● Records for this exercise:
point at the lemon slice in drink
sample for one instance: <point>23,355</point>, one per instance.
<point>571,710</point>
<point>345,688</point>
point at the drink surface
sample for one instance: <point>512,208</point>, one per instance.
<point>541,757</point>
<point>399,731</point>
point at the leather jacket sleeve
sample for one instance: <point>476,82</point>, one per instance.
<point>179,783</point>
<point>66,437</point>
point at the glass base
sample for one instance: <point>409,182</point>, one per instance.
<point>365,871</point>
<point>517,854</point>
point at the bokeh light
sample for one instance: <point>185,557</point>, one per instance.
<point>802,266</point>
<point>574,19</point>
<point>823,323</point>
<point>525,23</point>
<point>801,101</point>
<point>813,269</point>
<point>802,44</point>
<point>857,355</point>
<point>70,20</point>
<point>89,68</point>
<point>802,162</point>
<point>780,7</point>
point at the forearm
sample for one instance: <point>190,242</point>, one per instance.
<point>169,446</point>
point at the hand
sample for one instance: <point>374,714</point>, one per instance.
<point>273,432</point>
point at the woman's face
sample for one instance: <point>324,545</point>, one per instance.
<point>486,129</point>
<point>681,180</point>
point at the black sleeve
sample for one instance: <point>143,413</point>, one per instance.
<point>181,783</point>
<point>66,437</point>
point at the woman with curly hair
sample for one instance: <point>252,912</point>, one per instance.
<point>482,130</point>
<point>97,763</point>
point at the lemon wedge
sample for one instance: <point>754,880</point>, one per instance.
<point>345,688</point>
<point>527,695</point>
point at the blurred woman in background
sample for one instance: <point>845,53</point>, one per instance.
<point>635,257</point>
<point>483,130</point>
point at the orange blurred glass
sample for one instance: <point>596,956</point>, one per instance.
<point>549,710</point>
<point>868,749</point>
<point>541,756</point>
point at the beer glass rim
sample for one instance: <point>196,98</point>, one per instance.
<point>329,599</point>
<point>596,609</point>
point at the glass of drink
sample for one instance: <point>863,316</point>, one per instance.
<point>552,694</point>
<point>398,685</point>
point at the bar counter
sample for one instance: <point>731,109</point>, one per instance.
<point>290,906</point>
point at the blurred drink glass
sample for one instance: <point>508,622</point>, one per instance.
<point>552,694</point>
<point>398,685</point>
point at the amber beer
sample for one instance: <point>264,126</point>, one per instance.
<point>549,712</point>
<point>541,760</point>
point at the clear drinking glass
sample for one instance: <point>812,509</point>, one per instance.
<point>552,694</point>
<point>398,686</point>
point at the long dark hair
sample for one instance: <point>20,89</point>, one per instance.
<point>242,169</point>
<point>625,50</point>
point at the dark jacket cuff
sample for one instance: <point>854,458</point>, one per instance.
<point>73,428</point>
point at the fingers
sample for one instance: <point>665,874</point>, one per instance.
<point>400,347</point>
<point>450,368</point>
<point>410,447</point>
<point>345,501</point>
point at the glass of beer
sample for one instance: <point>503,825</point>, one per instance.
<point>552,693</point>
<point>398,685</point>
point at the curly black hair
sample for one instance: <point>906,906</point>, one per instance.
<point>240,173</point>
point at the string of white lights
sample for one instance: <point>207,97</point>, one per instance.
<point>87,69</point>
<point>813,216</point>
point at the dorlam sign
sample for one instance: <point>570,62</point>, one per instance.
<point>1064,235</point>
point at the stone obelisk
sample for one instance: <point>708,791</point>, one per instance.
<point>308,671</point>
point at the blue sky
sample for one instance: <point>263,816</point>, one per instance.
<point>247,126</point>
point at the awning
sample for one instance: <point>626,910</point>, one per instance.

● Challenge: Rewrite the rows from the line with "point at the curly black hair" to the line with "<point>247,126</point>", both included, with the requests kept and every answer coordinate multiplied by 1.75 and rounded to a whole number, halves up. Leave the numbers in the requests and their samples unchanged.

● Exercise result:
point at the curly black hair
sample for one instance: <point>906,906</point>, one per instance.
<point>420,303</point>
point at the string of white lights
sample for one instance: <point>207,97</point>, one per instance.
<point>152,121</point>
<point>1423,378</point>
point at the dorlam sign
sample for one instance: <point>570,62</point>, one per instance.
<point>1862,411</point>
point at the stone obelisk
sample for one instance: <point>708,791</point>, one per instance.
<point>539,1174</point>
point at the blue sky
sample for one instance: <point>263,816</point>, one per instance.
<point>432,221</point>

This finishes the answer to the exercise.